■ **TASK LIST**
a: In the Lingua::JA::FindDates documentation, what does `print subsjdate ($dates);` output when `$dates` is '昭和41年三月16日'?
b: Transcribe the lines of the records, starting with the one that contains "If you could outline every instance of the **rectangular" and continuing through the end of the records, both ends included.

■ **DOCUMENT SEGMENT**

— BEGIN —

NAME
Lingua::JA::FindDates - scan text to find Japanese dates
SYNOPSIS
To find and replace Japanese dates in a string,
use Lingua::JA::FindDates 'subsjdate';
# Given a string, find and substitute all the Japanese dates in it.
my $dates = '昭和41年三月16日';
print subsjdate ($dates);
prints
March 16, 1966
Find and substitute Japanese dates within a string:
my $dates = 'blah blah blah 三月16日';
print subsjdate ($dates);
prints
blah blah blah March 16
subsjdate
can also call back a user-supplied routine each time a date is found:
sub replace_callback
{
my ($data, $before, $after) = @_;
print "$before was replaced by $after\n";
}
my $dates = '三月16日';
my $data = 'xyz'; # something to send to replace_callback
subsjdate ($dates, {replace => \&replace_callback, data => $data});
prints
三月16日 was replaced by March 16
You can also use a routine to format the date any way, letting subsjdate
print it for you:
sub my_date
{
my ($date) = @_;
return join '/', $date->{month}."/".$date->{date};
}
my $dates = '三月16日';
print subsjdate ($dates, {make_date => \&my_date});
This prints
3/16
DESCRIPTION
This module uses a set of regular expressions to detect Japanese-style dates in a string. It recognizes typical Japanese year/month/day-style dates such as 平成20年七月十日 Heisei nijuunen shichigatsu tooka. It also recognizes combinations such as years alone, years and months, a month and day without a year, fiscal years, parts of the month like 中旬 (chuujun, the middle of the month), and periods between two dates.

— END —

■ **DATA FOR THE TASK**
— BEGIN —

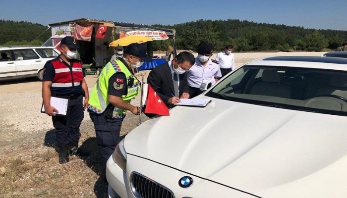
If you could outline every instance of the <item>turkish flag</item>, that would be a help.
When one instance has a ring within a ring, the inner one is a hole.
[[[169,108],[157,94],[153,88],[148,85],[147,104],[145,109],[146,113],[154,113],[161,115],[170,115]]]
[[[107,30],[107,26],[104,25],[99,25],[99,28],[98,28],[98,31],[96,32],[96,34],[95,35],[95,38],[105,38],[105,35],[106,34],[106,30]]]

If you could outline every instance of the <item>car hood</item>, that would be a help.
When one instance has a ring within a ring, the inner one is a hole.
[[[127,153],[260,196],[346,184],[346,117],[211,99],[142,124]]]

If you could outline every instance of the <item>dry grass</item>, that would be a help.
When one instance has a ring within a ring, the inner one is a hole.
[[[54,147],[38,144],[0,155],[0,198],[107,197],[95,138],[82,134],[83,139],[91,156],[70,157],[65,164],[58,163]]]

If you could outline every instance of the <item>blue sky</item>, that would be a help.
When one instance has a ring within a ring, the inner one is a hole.
[[[346,0],[17,0],[1,2],[0,19],[47,25],[86,18],[147,25],[200,19],[246,20],[347,31]]]

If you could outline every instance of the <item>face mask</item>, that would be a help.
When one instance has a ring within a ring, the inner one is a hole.
[[[65,56],[66,56],[66,58],[68,59],[73,59],[73,58],[76,58],[76,50],[65,50],[64,49],[63,49],[64,50],[65,50],[66,52],[66,53],[64,53],[64,55],[65,55]]]
[[[200,62],[207,62],[208,59],[210,58],[210,56],[206,56],[203,55],[199,54],[198,55],[198,58],[199,58],[199,60],[200,60]]]
[[[177,74],[182,74],[185,72],[185,70],[182,69],[181,68],[179,67],[178,65],[177,65],[177,68],[174,68],[174,73],[176,73]]]

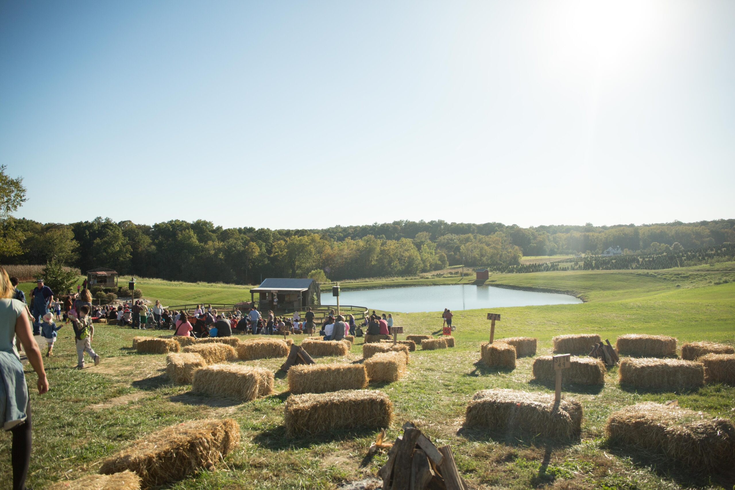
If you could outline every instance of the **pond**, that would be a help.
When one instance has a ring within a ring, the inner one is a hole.
[[[331,295],[331,289],[322,291],[322,304],[337,304],[336,300]],[[442,311],[445,308],[453,311],[501,306],[576,304],[581,302],[581,300],[570,295],[474,284],[390,287],[342,291],[340,295],[340,303],[343,305],[402,313]]]

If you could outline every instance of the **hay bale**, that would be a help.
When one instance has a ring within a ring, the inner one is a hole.
[[[138,339],[135,343],[138,353],[168,354],[170,352],[179,352],[181,347],[179,342],[172,339]]]
[[[200,354],[182,353],[166,356],[166,374],[176,384],[191,384],[194,371],[204,366],[207,361]]]
[[[536,345],[537,341],[533,337],[508,337],[506,339],[500,339],[498,342],[514,347],[515,355],[518,357],[533,357],[536,356]],[[587,350],[585,353],[589,352],[589,350]]]
[[[232,419],[190,420],[148,434],[102,461],[99,472],[129,469],[141,486],[157,486],[211,469],[240,442],[240,426]]]
[[[400,352],[379,353],[365,361],[365,368],[370,383],[392,383],[406,372],[406,357]]]
[[[681,359],[685,361],[696,361],[705,354],[735,354],[735,349],[714,342],[687,342],[681,346]]]
[[[557,335],[551,342],[557,354],[589,354],[592,345],[600,342],[600,336],[597,334]]]
[[[406,335],[406,340],[411,340],[411,341],[415,342],[417,345],[420,344],[424,340],[427,340],[429,339],[433,339],[433,338],[434,337],[432,337],[431,335]]]
[[[60,481],[48,490],[140,490],[140,477],[126,469],[113,475],[87,475],[71,481]]]
[[[704,366],[693,361],[625,358],[618,372],[621,383],[647,389],[691,389],[704,384]]]
[[[273,373],[265,367],[243,364],[215,364],[194,371],[192,390],[212,397],[234,398],[243,402],[270,394]]]
[[[600,359],[573,356],[569,368],[562,371],[562,381],[578,384],[603,384],[606,372]],[[534,378],[541,381],[553,381],[556,378],[551,356],[541,356],[534,360]]]
[[[362,364],[297,364],[288,370],[291,393],[326,393],[340,389],[362,389],[368,386]]]
[[[376,390],[292,394],[284,408],[290,437],[335,429],[384,428],[392,418],[393,404],[388,395]]]
[[[515,347],[503,342],[484,342],[480,360],[488,367],[515,369]]]
[[[476,393],[467,406],[465,425],[503,433],[575,438],[581,430],[582,406],[562,398],[555,406],[553,394],[486,389]]]
[[[665,335],[621,335],[617,337],[615,347],[619,354],[625,356],[676,357],[676,339]]]
[[[349,342],[345,342],[341,340],[305,339],[301,342],[301,347],[312,357],[320,356],[347,356],[347,353],[349,351],[348,345],[351,345]]]
[[[178,344],[177,344],[178,345]],[[231,361],[237,357],[237,353],[232,345],[213,342],[211,344],[200,344],[187,345],[182,349],[183,352],[199,354],[208,364],[216,364],[226,361]]]
[[[697,360],[704,365],[705,383],[735,385],[735,354],[705,354]]]
[[[675,406],[646,402],[613,412],[605,426],[609,442],[663,454],[695,469],[735,464],[731,420]]]
[[[288,344],[282,339],[259,338],[237,345],[237,357],[244,361],[288,356]]]

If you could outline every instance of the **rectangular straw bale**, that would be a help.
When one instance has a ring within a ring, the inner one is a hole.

— END —

■ **RESULTS IN ORDER**
a: March 16, 1966

b:
If you could outline every instance of the **rectangular straw bale**, that would be a help.
When one instance has a ring within a ring, the inner one is a hole.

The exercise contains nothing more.